**EXCERPT TO READ**
FAQs

 

What is the Cooperative Economy Act?

The Cooperative Economy Act (CEA) promotes the formation and growth of worker co-ops and establishes additional incentives for working with co-ops. Worker co-ops can serve as staffing firms that are designed to employ workers, including in the gig economy.. Workers at worker co-ops are designated as W2 employees and also own and govern the business.

The Act also creates the Federation of California Worker Cooperatives, which serves as a membership organization for worker co-ops. The Federation is organized as a private, nonprofit mutual benefit corporation with the purpose of establishing new worker co-ops, overseeing worker co-op compliance with democratic governance standards, and establishing the labor policy of worker co-ops.

Why do we need the CEA?

California has lost an estimated 1.5 million jobs since March 2020, with women, immigrants, and people of color bearing the brunt of these losses. A nationwide study conducted by the Federal Reserve System Banks found that 1 in 3 small businesses will not survive the pandemic, and that businesses owned by people of color were faring worse. 57% of firms overall characterized their financial condition as “fair” or “poor,” but this increased dramatically to 79% for Asian-owned firms, 77% for Black-owned firms, and 66% for Latinx-owned firms. California’s economic recovery requires an equity driven, worker-centered redesign of the relationship between company and worker.

What are the benefits of starting a worker co-op?

Worker co-ops are eligible for tax, permitting fees, and licensing fee relief if they join the Federation of California Worker Cooperatives (Federation), a new entity created by the Act to support worker co-ops. In addition, the Federation proactively develops new worker co-ops in specific industries. The Federation can also offer technical assistance, governance expertise, and other administrative support to member co-ops.

Are worker cooperatives already part of California law?

Yes, California has a cooperative corporation act that allows companies to elect to be worker cooperatives. Companies that incorporate under this act will have safe harbor for demonstrating their compliance with democratic worker control.

How is CEA good for workers?

**TASK SET**
1. In the Cooperative Economy Act FAQ, what share of Black-owned firms described their financial condition as "fair" or "poor"?
2. Output the part of the Cooperative Economy Act FAQ between "Yes, California has" and "democratic worker control.", inclusive.
3. Continue the Cooperative Economy Act FAQ from its last line.

**EXERCISE DATA**
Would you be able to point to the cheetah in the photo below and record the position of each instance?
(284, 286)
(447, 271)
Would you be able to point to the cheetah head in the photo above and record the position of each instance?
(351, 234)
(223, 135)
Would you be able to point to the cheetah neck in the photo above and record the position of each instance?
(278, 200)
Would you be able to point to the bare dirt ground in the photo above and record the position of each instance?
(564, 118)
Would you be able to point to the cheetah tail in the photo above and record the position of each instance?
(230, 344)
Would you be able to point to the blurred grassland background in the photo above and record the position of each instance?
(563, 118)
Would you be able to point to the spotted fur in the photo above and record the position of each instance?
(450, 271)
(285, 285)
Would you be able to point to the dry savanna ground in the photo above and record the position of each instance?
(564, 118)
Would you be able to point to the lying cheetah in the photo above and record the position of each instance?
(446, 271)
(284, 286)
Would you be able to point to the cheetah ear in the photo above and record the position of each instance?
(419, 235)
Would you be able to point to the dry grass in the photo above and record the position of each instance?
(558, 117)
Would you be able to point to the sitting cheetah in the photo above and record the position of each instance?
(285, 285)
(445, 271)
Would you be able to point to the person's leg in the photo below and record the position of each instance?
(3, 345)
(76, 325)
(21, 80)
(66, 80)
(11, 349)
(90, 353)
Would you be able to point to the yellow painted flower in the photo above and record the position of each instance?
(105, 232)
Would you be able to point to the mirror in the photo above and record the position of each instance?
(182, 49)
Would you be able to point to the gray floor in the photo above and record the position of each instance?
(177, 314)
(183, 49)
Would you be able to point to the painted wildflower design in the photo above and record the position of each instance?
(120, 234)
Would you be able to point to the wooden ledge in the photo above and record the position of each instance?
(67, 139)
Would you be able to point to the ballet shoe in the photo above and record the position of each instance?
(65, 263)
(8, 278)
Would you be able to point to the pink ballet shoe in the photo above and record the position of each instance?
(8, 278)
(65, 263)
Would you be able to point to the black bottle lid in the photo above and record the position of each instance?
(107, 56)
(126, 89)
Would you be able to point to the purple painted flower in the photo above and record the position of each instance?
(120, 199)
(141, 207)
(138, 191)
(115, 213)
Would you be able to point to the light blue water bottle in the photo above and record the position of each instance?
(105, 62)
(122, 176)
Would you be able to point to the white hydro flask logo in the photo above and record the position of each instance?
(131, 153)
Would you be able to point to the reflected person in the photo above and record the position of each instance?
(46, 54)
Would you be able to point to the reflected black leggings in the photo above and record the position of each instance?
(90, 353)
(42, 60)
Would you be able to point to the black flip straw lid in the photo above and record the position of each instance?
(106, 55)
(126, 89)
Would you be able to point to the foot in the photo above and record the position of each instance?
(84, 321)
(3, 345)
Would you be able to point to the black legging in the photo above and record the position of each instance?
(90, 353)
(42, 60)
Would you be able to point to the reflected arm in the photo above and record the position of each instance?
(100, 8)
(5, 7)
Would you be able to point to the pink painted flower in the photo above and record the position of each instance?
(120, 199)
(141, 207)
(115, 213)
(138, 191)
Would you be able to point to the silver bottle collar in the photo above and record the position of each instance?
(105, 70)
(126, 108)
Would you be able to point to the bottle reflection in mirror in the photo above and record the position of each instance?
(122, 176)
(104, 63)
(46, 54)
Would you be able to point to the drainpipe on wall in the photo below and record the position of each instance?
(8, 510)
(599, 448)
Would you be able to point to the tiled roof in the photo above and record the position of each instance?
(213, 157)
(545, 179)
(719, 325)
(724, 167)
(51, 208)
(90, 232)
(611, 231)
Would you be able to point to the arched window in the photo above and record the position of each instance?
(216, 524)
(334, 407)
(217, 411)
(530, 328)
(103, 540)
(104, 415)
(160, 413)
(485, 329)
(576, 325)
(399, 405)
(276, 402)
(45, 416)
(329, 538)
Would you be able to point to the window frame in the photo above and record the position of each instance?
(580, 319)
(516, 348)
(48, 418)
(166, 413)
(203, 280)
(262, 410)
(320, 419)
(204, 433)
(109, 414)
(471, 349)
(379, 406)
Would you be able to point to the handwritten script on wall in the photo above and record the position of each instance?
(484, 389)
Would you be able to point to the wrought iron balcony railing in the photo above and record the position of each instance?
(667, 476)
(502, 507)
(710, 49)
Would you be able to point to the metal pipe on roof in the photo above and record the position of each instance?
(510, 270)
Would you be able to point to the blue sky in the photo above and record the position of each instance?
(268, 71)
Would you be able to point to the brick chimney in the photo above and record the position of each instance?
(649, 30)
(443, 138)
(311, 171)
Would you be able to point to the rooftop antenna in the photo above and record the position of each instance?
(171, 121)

**ANSWERS FOR THE TASKS**
1. 77%

2.
Yes, California has a cooperative corporation act that allows companies to elect to be worker cooperatives. Companies that incorporate under this act will have safe harbor for demonstrating their compliance with democratic worker control.

3.
In addition to having employment protections, workers in a worker co-op are the majority owners of the business with the financial and governance rights that come with ownership. With a worker co-op, workers can set policies (like benefits and PPE provision, for example) that make for more predictable pay and better workplace conditions.

How do worker cooperatives work?

The financial and ownership structure at most companies is designed to maximize profit and benefit to shareholders. Worker cooperatives are different. While worker cooperatives can be very profitable, they are ultimately accountable to their workers and therefore do not maximize profit at workers’ expense. There is evidence that worker cooperatives are more resilient than other forms of business, with lower failure rates and an ability to better survive political and economic crises. The long-term perspective with multiple generations of owners to consider contributes to their longevity and the stability they provide to their members and the community.

Why would companies contract with worker co-ops for labor?

Companies that contract with worker co-ops do not have to employ workers themselves. In order to access these benefits, the worker co-op must be a member of the Federation.

Why combine unions and worker ownership?

When workers in a worker cooperative are also represented by a union, worker voice is reflected at multiple levels. While it may seem counterintuitive that a business owned and controlled by rank-and-file workers would need a union, there are multiple roles that the union can play, including in enforcing democratic decision-making, grievances, policy advocacy, as well as access to benefit plans and training resources.